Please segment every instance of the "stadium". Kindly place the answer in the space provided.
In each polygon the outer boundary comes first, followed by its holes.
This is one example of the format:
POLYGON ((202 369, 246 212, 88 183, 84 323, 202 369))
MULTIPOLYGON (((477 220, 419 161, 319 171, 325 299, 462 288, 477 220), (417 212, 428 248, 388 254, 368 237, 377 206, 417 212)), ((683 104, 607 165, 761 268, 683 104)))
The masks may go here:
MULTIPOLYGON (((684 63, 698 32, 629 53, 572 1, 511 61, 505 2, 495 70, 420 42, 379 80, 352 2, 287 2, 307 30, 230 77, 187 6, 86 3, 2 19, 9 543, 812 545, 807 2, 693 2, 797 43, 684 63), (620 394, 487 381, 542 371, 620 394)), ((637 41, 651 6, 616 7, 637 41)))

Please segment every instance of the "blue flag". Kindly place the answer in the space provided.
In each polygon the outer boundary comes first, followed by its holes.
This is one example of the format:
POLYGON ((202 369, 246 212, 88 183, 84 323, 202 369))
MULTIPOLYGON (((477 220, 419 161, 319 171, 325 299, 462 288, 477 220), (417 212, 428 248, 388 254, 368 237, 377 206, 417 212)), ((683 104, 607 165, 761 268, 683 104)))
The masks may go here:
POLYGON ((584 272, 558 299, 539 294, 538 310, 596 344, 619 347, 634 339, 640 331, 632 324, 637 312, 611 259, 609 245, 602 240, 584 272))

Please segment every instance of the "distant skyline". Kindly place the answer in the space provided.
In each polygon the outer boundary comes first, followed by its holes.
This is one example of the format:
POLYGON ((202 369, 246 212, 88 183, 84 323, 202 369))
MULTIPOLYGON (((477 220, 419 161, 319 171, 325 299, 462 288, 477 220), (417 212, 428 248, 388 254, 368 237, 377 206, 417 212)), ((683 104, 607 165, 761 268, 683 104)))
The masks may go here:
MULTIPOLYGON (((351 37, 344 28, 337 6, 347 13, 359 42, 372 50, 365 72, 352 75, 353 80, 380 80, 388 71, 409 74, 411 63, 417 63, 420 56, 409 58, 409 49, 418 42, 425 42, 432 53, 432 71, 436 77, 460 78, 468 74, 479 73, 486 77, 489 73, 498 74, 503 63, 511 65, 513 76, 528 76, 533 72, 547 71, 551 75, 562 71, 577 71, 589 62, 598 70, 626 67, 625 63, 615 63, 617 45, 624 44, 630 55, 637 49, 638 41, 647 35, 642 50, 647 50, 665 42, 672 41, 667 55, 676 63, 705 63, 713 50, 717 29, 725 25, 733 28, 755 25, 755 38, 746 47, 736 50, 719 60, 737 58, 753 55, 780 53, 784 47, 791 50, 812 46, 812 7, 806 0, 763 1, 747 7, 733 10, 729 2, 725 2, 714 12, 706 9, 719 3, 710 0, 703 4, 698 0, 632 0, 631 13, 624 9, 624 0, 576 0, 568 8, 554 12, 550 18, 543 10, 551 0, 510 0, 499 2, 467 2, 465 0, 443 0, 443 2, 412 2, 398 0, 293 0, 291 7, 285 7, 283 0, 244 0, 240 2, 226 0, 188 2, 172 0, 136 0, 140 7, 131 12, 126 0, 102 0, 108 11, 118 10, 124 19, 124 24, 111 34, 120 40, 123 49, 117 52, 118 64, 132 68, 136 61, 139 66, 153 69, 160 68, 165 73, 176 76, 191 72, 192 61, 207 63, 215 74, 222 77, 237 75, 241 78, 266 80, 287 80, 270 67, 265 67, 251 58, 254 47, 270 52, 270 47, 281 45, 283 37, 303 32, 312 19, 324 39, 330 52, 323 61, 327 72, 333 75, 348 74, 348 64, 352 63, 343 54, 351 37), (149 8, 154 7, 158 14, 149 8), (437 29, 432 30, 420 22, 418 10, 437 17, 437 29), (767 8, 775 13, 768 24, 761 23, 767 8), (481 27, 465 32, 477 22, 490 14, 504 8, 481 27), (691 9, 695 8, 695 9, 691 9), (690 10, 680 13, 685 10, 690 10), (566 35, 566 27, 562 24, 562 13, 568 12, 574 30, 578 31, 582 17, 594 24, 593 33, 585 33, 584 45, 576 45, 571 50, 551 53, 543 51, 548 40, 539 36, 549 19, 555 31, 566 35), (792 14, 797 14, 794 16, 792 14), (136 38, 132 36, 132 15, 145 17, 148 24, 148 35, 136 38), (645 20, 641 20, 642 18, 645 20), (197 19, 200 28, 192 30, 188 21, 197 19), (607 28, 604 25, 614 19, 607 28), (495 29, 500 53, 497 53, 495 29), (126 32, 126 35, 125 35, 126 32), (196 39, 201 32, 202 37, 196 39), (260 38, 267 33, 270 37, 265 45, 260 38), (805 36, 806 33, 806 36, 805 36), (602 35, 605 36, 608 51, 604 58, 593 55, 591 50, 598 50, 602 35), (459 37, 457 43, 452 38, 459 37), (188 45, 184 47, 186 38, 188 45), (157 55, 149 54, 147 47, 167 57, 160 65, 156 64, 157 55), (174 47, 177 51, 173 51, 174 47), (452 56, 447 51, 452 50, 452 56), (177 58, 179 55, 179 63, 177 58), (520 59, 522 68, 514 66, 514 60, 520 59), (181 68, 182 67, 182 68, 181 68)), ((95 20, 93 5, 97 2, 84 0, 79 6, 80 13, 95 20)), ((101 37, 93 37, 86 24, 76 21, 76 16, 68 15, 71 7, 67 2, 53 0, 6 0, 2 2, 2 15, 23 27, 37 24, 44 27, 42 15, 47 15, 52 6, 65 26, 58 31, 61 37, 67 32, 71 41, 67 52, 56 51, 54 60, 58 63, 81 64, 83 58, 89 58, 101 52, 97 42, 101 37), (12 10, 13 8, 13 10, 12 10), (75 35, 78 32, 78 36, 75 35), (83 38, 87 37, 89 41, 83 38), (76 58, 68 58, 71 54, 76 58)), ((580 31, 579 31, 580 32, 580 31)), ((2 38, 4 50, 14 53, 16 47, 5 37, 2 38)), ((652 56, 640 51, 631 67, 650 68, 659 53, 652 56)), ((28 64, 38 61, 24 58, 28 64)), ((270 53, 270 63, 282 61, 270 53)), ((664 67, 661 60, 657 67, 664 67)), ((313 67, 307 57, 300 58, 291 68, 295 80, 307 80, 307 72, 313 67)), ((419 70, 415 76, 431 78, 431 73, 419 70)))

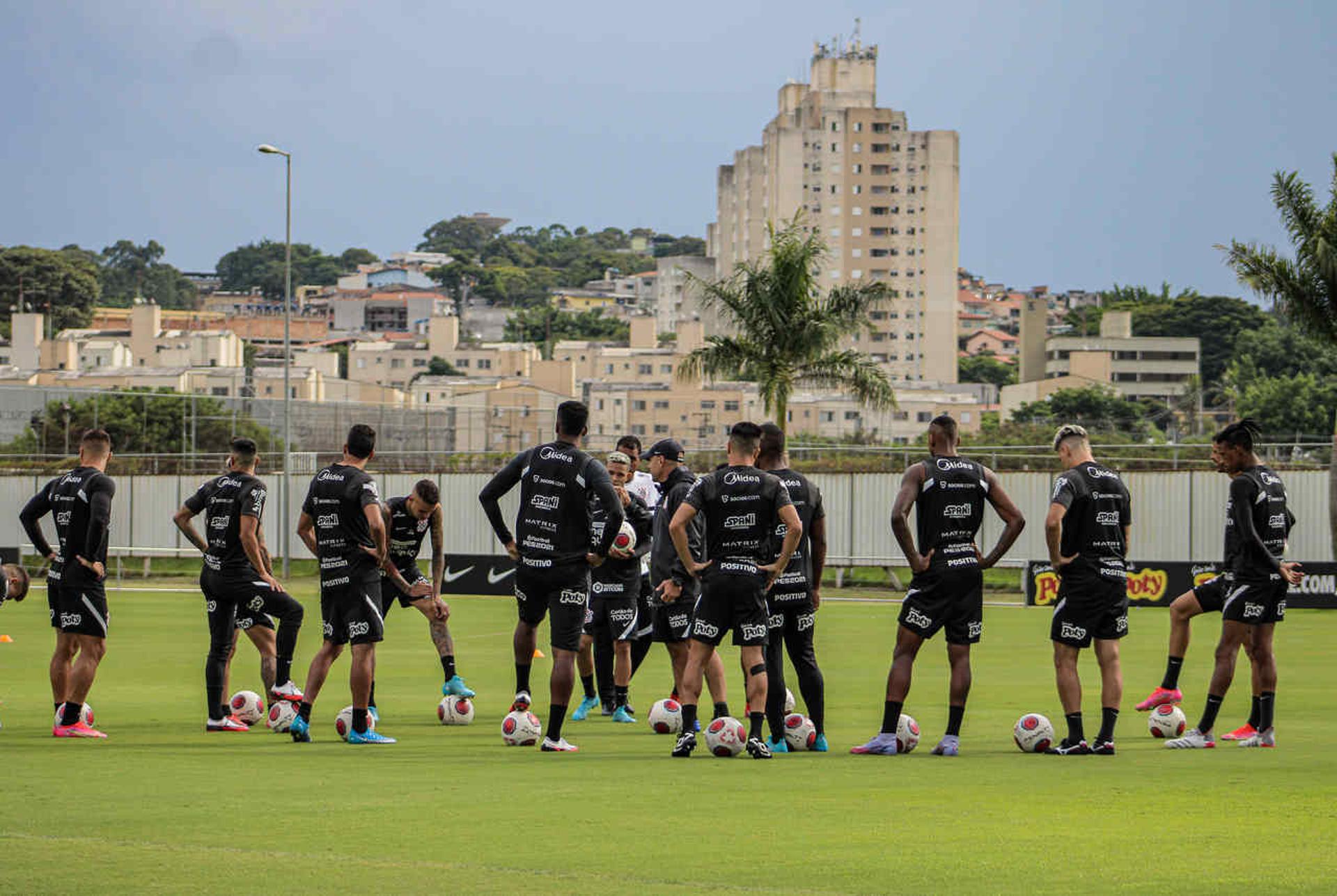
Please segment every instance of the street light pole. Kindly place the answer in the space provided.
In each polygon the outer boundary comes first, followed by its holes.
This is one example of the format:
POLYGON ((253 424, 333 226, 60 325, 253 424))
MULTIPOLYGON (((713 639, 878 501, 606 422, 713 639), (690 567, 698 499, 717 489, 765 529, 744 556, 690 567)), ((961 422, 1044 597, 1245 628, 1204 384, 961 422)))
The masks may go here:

########################################

Problem: Copy out, with no changes, the part of the listing that opens with the line containing "Please segment every instance of the street" and closes with the listing's final line.

Problem solution:
Please segment every instance of the street light pole. Kindly place the answer in the space provided.
In each polygon the outer boundary comes first, followed by its holes.
This is one example of the format:
POLYGON ((253 424, 333 226, 60 325, 253 424))
MULTIPOLYGON (((713 639, 878 501, 606 422, 713 639), (690 567, 698 499, 717 489, 765 529, 744 556, 690 567)), ((961 422, 1044 597, 1245 628, 1204 384, 961 422)))
The masks may go here:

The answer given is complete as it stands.